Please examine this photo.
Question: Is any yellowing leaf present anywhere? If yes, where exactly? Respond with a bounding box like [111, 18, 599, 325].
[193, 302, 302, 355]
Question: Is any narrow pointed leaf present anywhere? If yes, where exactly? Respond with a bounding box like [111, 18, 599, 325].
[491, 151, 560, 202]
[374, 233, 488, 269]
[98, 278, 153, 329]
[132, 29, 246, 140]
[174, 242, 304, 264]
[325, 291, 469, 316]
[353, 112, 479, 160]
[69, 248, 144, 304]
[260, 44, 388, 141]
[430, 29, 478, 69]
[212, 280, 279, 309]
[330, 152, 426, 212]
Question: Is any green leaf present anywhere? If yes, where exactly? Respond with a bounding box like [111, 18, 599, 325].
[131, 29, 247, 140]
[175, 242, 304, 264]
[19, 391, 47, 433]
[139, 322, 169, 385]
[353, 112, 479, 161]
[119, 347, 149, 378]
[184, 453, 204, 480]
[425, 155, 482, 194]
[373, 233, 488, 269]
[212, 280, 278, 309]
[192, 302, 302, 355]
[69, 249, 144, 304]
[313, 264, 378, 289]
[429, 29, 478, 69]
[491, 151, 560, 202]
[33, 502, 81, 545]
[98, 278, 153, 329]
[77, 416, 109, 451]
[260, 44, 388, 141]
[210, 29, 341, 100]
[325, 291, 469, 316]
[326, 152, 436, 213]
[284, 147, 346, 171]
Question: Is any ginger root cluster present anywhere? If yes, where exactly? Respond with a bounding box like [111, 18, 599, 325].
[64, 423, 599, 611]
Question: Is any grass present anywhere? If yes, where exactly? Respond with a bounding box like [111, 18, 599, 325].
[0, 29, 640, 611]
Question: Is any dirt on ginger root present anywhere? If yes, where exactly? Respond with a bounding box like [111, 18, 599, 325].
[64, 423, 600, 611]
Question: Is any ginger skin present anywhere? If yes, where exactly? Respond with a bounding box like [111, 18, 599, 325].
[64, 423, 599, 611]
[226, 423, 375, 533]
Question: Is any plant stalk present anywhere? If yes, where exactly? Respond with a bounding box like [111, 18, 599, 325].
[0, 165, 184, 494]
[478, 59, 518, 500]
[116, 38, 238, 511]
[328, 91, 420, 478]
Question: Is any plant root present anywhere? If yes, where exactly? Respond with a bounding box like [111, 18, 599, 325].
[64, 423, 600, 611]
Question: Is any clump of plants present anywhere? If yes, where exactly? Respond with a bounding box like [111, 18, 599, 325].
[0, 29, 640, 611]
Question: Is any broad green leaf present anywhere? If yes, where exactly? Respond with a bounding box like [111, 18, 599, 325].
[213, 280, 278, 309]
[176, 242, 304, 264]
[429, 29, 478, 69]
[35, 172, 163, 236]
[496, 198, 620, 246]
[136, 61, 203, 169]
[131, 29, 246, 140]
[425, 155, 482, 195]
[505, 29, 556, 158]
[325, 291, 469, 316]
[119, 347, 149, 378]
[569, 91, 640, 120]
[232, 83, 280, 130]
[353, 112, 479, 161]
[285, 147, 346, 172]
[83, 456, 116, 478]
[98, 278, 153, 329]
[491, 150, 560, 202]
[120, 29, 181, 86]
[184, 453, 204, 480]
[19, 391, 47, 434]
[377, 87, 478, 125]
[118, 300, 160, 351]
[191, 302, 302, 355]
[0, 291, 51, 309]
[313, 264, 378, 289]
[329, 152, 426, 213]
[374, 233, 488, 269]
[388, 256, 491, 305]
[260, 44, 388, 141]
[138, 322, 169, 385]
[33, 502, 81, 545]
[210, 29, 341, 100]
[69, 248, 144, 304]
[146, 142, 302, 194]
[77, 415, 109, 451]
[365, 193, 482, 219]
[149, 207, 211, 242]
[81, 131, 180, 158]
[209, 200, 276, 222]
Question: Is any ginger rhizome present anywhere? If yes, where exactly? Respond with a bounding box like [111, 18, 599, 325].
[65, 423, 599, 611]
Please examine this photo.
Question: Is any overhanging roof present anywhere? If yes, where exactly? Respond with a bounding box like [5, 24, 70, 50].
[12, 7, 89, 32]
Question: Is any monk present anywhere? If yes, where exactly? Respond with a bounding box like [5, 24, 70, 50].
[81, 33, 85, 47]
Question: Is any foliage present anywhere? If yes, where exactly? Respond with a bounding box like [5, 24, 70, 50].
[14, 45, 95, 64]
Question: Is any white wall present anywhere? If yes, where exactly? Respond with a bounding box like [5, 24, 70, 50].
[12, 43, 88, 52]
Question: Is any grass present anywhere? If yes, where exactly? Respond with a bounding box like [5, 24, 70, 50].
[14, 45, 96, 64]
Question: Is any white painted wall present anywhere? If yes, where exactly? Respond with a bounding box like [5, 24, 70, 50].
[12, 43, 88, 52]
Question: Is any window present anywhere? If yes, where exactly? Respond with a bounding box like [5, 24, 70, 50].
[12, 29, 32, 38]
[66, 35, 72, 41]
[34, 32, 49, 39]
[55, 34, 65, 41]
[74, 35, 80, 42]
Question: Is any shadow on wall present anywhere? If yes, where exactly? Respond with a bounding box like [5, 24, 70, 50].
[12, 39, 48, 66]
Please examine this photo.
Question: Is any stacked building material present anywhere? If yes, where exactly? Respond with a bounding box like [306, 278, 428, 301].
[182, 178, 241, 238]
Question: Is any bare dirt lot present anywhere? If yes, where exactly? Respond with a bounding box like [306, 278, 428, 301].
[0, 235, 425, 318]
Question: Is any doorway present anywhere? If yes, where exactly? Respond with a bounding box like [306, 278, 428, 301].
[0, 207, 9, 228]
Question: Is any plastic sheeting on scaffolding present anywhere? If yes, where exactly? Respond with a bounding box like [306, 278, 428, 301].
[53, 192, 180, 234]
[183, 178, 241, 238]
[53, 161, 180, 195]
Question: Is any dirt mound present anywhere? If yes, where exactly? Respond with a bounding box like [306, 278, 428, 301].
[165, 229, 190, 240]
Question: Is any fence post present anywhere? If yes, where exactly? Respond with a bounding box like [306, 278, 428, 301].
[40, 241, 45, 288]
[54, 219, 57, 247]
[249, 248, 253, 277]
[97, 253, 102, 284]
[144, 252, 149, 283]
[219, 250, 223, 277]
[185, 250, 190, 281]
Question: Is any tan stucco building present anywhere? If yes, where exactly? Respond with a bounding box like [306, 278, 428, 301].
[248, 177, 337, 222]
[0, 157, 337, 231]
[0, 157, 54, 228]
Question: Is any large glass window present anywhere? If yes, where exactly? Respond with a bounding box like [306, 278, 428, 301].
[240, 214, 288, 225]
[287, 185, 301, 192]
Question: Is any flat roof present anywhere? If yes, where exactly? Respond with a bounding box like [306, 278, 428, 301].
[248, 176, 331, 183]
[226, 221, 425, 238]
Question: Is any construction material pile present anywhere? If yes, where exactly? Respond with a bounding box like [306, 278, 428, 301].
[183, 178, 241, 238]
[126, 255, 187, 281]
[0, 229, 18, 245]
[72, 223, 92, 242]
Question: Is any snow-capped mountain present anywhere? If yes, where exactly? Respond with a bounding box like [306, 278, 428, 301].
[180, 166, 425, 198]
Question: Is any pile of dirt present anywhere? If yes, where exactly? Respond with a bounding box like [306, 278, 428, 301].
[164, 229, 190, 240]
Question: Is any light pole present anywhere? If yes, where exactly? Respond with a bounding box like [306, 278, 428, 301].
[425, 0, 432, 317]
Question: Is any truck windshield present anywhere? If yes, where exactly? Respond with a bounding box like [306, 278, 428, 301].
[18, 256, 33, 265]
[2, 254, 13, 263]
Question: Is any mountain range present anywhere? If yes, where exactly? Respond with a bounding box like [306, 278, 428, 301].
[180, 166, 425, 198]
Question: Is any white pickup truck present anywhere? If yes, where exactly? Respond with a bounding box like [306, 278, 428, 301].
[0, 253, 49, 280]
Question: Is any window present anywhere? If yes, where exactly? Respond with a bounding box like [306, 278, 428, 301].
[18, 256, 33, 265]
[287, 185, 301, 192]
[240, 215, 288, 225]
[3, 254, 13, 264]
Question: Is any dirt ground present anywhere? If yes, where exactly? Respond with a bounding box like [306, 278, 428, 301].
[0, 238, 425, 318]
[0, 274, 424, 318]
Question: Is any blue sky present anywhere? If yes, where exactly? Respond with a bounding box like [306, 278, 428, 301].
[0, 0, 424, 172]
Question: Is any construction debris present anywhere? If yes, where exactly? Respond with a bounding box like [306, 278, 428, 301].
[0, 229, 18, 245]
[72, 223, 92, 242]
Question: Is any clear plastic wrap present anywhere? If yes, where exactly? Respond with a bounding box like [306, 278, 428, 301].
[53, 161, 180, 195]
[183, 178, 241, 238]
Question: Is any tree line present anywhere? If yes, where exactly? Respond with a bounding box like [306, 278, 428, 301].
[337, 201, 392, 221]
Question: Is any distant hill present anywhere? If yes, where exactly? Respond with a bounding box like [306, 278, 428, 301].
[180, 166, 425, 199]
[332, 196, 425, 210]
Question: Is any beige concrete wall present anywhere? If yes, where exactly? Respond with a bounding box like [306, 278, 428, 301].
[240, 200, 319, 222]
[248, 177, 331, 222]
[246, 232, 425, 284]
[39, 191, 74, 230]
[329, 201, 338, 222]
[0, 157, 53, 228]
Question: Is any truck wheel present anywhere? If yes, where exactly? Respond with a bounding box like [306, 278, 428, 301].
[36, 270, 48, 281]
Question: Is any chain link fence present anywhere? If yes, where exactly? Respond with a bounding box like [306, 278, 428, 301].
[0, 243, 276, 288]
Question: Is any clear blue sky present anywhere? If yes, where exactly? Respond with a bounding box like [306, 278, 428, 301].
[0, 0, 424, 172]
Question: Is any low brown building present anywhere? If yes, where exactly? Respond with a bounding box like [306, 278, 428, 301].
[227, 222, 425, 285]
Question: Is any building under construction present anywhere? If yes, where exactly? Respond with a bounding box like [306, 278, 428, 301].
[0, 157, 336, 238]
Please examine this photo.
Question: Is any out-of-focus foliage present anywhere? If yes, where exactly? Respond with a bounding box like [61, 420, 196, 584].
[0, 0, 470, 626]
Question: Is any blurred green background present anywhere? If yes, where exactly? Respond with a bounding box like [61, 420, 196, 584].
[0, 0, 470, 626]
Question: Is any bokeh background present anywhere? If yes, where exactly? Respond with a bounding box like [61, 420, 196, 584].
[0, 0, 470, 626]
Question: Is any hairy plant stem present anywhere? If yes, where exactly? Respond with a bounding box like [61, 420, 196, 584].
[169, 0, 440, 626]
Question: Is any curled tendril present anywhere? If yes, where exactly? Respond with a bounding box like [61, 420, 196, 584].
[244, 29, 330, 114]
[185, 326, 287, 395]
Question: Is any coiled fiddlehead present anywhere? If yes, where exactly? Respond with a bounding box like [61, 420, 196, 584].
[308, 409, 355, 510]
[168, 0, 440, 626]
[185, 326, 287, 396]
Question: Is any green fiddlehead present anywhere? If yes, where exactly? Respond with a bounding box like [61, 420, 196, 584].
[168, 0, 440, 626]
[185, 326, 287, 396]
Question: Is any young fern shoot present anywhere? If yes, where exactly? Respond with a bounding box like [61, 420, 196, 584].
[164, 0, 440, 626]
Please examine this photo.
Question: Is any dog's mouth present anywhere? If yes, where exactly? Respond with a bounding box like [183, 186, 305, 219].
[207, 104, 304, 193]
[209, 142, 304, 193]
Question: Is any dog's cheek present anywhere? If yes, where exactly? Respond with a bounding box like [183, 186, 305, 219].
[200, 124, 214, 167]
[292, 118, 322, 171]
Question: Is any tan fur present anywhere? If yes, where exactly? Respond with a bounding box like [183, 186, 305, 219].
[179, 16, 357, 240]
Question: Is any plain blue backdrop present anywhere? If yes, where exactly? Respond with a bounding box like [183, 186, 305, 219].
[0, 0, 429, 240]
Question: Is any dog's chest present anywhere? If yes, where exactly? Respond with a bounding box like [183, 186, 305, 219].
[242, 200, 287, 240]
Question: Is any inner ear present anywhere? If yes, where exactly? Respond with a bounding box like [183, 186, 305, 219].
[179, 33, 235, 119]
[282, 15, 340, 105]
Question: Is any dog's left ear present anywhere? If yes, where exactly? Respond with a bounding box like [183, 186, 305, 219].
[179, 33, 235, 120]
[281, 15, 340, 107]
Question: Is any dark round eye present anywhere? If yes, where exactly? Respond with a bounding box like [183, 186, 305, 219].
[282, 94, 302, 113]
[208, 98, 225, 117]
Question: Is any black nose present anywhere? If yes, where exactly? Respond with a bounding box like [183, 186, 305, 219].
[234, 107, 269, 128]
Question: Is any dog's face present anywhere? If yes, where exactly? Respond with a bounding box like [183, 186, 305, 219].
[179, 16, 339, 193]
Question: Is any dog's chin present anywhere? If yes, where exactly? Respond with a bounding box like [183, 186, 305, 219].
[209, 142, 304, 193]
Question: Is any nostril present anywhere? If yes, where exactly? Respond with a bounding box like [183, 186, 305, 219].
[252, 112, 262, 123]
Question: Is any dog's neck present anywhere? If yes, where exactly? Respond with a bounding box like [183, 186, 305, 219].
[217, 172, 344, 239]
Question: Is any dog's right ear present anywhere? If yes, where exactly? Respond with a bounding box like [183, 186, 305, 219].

|---|

● Brief
Give the stretch from the start of the items through the line containing "[193, 302, 302, 355]" again, switching "yellowing leaf" to "wilted leaf" and keeping everything else unchanged.

● Task response
Please examine this photo.
Question: Is any wilted leaf present anywhere? If yes, where exactly? Respond with a bounding box like [111, 18, 599, 325].
[193, 302, 302, 355]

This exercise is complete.